▶ [SOURCE DATA]:
▬▬▬▬▬▬

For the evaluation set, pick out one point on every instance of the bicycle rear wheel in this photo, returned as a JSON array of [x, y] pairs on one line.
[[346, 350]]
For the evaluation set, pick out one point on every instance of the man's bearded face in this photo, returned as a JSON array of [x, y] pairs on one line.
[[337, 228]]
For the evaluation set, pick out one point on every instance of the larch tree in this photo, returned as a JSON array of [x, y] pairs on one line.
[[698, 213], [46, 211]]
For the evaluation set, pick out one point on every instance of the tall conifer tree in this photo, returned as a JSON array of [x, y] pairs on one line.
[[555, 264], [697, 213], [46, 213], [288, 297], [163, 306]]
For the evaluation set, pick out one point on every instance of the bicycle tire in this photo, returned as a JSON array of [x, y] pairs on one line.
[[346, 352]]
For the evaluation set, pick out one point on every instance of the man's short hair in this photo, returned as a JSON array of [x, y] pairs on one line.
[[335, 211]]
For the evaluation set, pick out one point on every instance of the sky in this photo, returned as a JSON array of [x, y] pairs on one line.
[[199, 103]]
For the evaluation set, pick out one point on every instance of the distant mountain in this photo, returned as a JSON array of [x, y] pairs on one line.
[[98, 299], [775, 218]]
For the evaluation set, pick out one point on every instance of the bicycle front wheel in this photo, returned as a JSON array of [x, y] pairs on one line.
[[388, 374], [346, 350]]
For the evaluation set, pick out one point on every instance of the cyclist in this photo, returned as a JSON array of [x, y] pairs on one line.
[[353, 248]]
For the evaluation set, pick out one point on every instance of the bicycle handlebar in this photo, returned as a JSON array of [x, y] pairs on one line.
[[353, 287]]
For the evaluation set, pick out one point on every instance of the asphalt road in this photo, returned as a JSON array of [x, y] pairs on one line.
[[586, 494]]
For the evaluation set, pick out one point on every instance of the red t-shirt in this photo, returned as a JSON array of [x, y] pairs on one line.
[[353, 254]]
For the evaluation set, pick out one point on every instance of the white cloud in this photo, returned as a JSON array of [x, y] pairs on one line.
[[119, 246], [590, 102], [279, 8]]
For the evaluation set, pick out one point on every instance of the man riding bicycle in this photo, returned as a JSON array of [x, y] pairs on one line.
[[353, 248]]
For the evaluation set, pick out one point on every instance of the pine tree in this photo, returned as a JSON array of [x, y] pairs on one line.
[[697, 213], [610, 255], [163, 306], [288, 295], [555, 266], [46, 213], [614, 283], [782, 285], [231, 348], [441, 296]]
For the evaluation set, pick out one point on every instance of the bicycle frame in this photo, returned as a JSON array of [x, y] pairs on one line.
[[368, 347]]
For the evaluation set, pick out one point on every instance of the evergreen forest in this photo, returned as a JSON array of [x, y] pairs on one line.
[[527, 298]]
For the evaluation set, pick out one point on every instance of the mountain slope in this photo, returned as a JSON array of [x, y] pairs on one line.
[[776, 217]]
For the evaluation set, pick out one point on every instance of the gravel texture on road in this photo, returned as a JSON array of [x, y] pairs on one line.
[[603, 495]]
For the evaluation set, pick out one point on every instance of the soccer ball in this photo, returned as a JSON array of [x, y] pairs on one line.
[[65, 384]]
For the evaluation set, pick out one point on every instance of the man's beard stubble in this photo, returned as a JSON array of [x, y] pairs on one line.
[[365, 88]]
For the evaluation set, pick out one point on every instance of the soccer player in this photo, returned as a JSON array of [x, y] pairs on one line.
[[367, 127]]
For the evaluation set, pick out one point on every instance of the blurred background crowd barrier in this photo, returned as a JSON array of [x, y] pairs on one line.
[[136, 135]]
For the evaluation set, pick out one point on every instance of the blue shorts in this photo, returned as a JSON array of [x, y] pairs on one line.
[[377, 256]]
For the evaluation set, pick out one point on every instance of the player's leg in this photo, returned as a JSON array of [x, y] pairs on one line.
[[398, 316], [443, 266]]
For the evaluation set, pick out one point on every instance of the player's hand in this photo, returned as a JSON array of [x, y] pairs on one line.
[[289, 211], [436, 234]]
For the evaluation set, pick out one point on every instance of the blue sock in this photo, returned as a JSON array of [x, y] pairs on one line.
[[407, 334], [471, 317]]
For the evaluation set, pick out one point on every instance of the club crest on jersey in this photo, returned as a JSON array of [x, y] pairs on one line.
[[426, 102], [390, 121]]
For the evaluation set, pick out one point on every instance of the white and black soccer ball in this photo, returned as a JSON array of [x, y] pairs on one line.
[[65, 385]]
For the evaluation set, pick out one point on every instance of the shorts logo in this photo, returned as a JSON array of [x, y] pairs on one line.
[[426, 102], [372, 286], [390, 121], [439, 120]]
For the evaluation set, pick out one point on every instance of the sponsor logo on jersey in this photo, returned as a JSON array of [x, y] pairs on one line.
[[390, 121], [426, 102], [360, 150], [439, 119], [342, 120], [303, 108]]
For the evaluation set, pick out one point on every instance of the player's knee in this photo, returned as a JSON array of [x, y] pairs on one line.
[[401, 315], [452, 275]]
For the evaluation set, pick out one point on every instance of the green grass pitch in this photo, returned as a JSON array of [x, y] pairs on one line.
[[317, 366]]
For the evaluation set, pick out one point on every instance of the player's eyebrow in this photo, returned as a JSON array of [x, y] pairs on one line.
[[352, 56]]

▬▬▬▬▬▬

▶ [PROBLEM]: Rewrite the entire listing above as a numbered list, leaving out any blank lines.

▶ [THE COMPLETED TASK]:
1. For the evaluation set, pick out one point on every instance of the bicycle rear wheel in this photo, returned as a JSON array of [x, y] pairs on one line.
2. [[346, 350]]
3. For the evaluation set, pick out one point on every instance of the man's bearded face in this photo, returned as a JSON array of [x, y] pairs on one line.
4. [[337, 228]]
5. For the evaluation set, pick out one point on every instance of the larch tree in this photo, returned as a JSON array of [x, y] pairs on one line.
6. [[698, 213], [46, 211]]
7. For the evaluation set, pick out one point on every instance of the tall conifer tree in this photo, returned as a JSON array of [x, y] pairs on one line.
8. [[555, 264], [697, 213], [46, 213], [288, 297], [163, 306]]
9. For the evaluation set, pick out one point on every instance of the bicycle tire in this photo, returned as a JSON array of [x, y] pairs on one line.
10. [[346, 352]]
11. For the evaluation set, pick out one point on every instance of the man's short hair in this photo, returned as a JSON array of [x, y] pairs on one line.
12. [[335, 211]]
13. For the evaluation set, pick out one point on every instance of the sky in this photo, returned as a JSON array of [x, y] pairs on one line.
14. [[199, 103]]
15. For the evaluation set, pick out one point on every instance of the distant mountain in this photo, returned as a JSON array of [x, y] pairs on one line.
16. [[98, 299], [775, 218]]
17. For the evaluation set, pick out one point on every instance of the bicycle front wheel in this photo, returned as a JSON array of [x, y] pairs on one line.
18. [[388, 374], [346, 350]]
19. For the evaluation set, pick out one point on every instance of the cyclist in this photo, returned as a JSON array of [x, y] pairs on one line.
20. [[353, 248]]
21. For the evaluation set, pick out one point on every instance of the bicycle handlebar in this photo, returned as a JSON array of [x, y] pairs on one line.
22. [[353, 287]]
23. For the evaluation set, pick out one point on every instance of the asphalt road in this photo, returned as a JSON array of [x, y] pairs on one line.
24. [[586, 494]]
25. For the evaluation set, pick out one point on every instance of the red t-shirt in this photo, returned as a JSON array of [x, y] pairs on one line.
26. [[353, 254]]
27. For the evaluation set, pick out one point on every instance of the white cloud in this photo, returned as a JSON array of [x, y] pairs on one line.
28. [[119, 246], [590, 102], [279, 8]]
29. For the evaluation set, pick out one point on every instance of the man riding bicycle in this photo, returned as a JSON array of [x, y] pairs on one line.
30. [[353, 248]]
31. For the evaluation set, pick out one point on every instance of the pine tree in this photo, returned as a JSON array of [x, y] pairs on one line.
32. [[697, 213], [610, 255], [163, 306], [288, 295], [555, 266], [46, 213], [614, 283], [782, 285], [231, 348], [441, 296]]
33. For the evaluation set, pick out one point on every instance of the bicycle frame in this photo, returned as a JSON array of [x, y] pairs on one line.
34. [[368, 347]]
35. For the evaluation set, pick out one point on every instance of the evergreen forest in this photo, returned as a JSON array of [x, y] pairs on one line.
36. [[527, 298]]
37. For the evaluation set, pick out one point on every instance of the mountain slope in this photo, returned as a JSON array of [x, y] pairs on one line.
38. [[776, 217]]
39. For the evaluation set, pick out one point on every instance of the gravel texture on road in this photo, returned as a JSON array of [x, y] pairs on one line.
40. [[603, 495]]
41. For the evaluation set, pick out one point on every instance of the soccer ball in this photo, returned as a JSON array of [x, y] pairs on one line.
42. [[65, 384]]
43. For the evaluation set, pick out one point on every instance of the man's beard stubble in this photo, returned as a JSON array of [x, y] pairs on one line.
44. [[365, 88]]
45. For the evaluation set, pick out one point on every instance of the soccer player in this photo, returned as a JSON array of [x, y] pairs on one line.
46. [[367, 127]]
47. For the evaluation set, pick out one point on every instance of the blurred background crowd barrier in this photo, returned as a JSON array of [x, y] pairs on one line.
48. [[136, 135]]
49. For the evaluation set, pick out one point on every instance of the blue shorts in this photo, returned as a JSON array of [x, y] pairs on one line.
50. [[377, 256]]
51. For the evaluation set, pick out one point on every instance of the player's leg in this photo, returned as a JSON array of [x, y] pairs on one line.
52. [[398, 316], [443, 266]]
53. For the evaluation set, pick out one point on every instance of the player's hand in this photo, returned as a JSON array of [x, y] pairs on one line.
54. [[289, 211], [436, 234]]
55. For the evaluation set, pick out one point on every instance of the blue sock in this photo, returned as a JSON array of [x, y] pairs on one line.
56. [[407, 334], [471, 317]]
57. For the evaluation set, pick out one point on every instance of the club crest on jersey in this photo, returned as a JSON array of [x, y] pairs on one line.
58. [[426, 102], [390, 121]]
59. For the evaluation set, pick out one point on every instance of the white and black soccer ball in this photo, returned as a JSON array of [x, y] pairs on one line.
60. [[65, 385]]
61. For the evaluation set, pick out one point on every instance of the shorts logo in this photo, returned as a JSON array of [x, y] pairs on one line.
62. [[426, 102], [372, 286], [390, 121], [439, 120]]
63. For the evaluation set, pick out one point on every instance of the sponsor logo on jersey in this photo, returned as a JSON array of [x, y] pairs on one line.
64. [[390, 121], [426, 102], [360, 150], [439, 119], [342, 120], [303, 108]]
65. For the evaluation set, pick out one point on every instance of the player's knee in this photo, returned as a JSON array of [x, y] pairs on one line.
66. [[401, 315], [452, 275]]
67. For the evaluation set, pick out one point on every instance of the green grass pitch in this photo, returned as a JSON array of [x, y] pairs on one line.
68. [[317, 366]]
69. For the evaluation set, pick out one point on every instance of the player's eyebrow in this photo, returned as a JSON array of [x, y] pairs on one line.
70. [[352, 56]]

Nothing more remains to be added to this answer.